— start LISTED RECORDS —
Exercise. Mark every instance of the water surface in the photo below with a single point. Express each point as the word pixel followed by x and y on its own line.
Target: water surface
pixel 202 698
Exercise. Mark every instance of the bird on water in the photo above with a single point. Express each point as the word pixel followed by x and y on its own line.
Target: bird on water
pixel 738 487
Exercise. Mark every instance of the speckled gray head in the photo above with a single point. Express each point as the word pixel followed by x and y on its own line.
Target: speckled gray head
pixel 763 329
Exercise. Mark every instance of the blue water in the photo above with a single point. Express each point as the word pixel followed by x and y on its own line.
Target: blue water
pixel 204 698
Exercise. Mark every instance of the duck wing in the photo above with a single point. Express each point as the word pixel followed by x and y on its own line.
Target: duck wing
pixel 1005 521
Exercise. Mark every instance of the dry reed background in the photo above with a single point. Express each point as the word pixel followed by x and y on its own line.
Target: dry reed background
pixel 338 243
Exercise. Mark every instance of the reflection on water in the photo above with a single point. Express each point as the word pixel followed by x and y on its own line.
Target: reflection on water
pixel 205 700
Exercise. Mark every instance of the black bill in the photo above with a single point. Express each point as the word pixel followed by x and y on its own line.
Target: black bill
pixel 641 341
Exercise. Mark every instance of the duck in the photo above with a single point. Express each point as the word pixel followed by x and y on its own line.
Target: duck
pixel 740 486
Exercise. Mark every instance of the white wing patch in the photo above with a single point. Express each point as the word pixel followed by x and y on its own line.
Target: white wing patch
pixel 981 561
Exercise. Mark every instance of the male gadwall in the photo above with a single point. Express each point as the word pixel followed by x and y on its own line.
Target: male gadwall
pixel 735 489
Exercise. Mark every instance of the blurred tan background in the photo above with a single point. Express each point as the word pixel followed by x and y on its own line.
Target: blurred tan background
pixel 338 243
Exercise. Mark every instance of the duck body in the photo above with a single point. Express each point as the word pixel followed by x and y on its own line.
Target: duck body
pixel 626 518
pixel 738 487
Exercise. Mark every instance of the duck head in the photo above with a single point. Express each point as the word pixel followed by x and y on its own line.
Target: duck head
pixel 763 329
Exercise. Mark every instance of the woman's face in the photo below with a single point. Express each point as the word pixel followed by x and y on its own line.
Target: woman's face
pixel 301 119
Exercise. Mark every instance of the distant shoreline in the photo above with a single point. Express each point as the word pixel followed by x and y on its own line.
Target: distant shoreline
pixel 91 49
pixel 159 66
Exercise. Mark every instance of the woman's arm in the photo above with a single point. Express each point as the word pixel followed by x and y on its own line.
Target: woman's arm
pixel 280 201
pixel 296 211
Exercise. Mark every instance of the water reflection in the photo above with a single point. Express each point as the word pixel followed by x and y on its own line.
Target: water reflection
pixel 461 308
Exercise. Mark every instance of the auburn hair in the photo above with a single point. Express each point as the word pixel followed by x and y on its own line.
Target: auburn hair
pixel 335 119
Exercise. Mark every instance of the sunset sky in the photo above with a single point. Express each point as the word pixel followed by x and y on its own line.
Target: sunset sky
— end LISTED RECORDS —
DESCRIPTION OF THE TASK
Rewrite all of the material above, putting "single marker" wherever "single point" appears and leaving every other word unchanged.

PROBLEM SOLUTION
Exercise. Mark every instance of the water surface in the photo below with a single marker. Express each point as the word pixel followed by x and y on its own line.
Target: water surface
pixel 202 698
Exercise. Mark every instance of the bird on water in the photo above with a single marker. Express each point as the word pixel followed by x and y on its own line.
Target: bird on water
pixel 738 487
Exercise. Mark every instance of the speckled gray head in the photo above with a single marker. Express each point as the word pixel followed by x and y on its own line.
Target: speckled gray head
pixel 763 329
Exercise. Mark every instance of the blue water in the photo above with a single marker. Express each point as the word pixel followed by x and y on its own line.
Target: blue water
pixel 204 698
Exercise. Mark every instance of the duck wing in the photo above with a single marker. Express each point as the word pixel followed by x and y on its own line.
Target: duck wing
pixel 1005 521
Exercise. Mark every instance of the dry reed background in the photo above with a single marker. Express each point as the word pixel followed by x and y on its own line.
Target: dry reed background
pixel 338 243
Exercise. Mark every instance of the reflection on water in the photo above with a single marker. Express each point as the word pixel followed by x and y on its own line.
Target: reflection on water
pixel 205 700
Exercise. Mark every instance of the black bill in the photo above with a single marker. Express each point as the word pixel followed by x and y on its own line.
Target: black bill
pixel 641 341
Exercise. Mark every instance of the duck in the photo above with a single marker. Express each point as the word pixel followed by x and y on its own line.
Target: duck
pixel 740 486
Exercise. Mark every instance of the white wing patch in the photo above with a single marker. Express each point as the word pixel followed by x and y on its own line.
Target: white wing patch
pixel 981 561
Exercise. Mark every instance of the male gadwall in the photo above with a single marker. Express each point as the word pixel followed by x and y on its own line.
Target: male gadwall
pixel 735 489
Exercise. Mark every instance of the blurred tan background in the photo above with a single marker. Express each point as the word pixel followed by x and y on its own line.
Target: blurred tan background
pixel 338 243
Exercise. Mark every instance of the duck body in the photo above with a single marker. Express each point as the word pixel followed by x and y on its own line.
Target: duck body
pixel 626 518
pixel 738 487
Exercise. Mark every instance of the duck head in the photo above with a single marker. Express each point as the word pixel followed by x and y on its own line.
Target: duck head
pixel 763 329
Exercise. Mark every instance of the woman's face in the photo below with a single marker. Express each point as the word pixel followed by x and y on its own line.
Target: woman's face
pixel 301 119
Exercise. Mark every instance of the distant shoreline in the photo above with a single marker. Express each point as the word pixel followed by x and y on its own line.
Target: distant shoreline
pixel 91 49
pixel 159 66
Exercise. Mark every instance of the woman's arm in the photo above with a single marker. Express each point as the word pixel followed by x and y on its own line.
Target: woman's arm
pixel 280 201
pixel 296 211
Exercise. Mark every instance of the water reflection in the photo above with a single marker. Express each point as the word pixel followed by x and y on its own line.
Target: water reflection
pixel 461 308
Exercise. Mark every instance of the auburn hair in the photo above with a single marker. Express each point as the word pixel followed by x and y on its own line.
Target: auburn hair
pixel 335 119
Exercise. Mark every instance of the sunset sky in the photo above with a single marker. Express each point as the word pixel followed by x and y on its own line.
Target: sunset sky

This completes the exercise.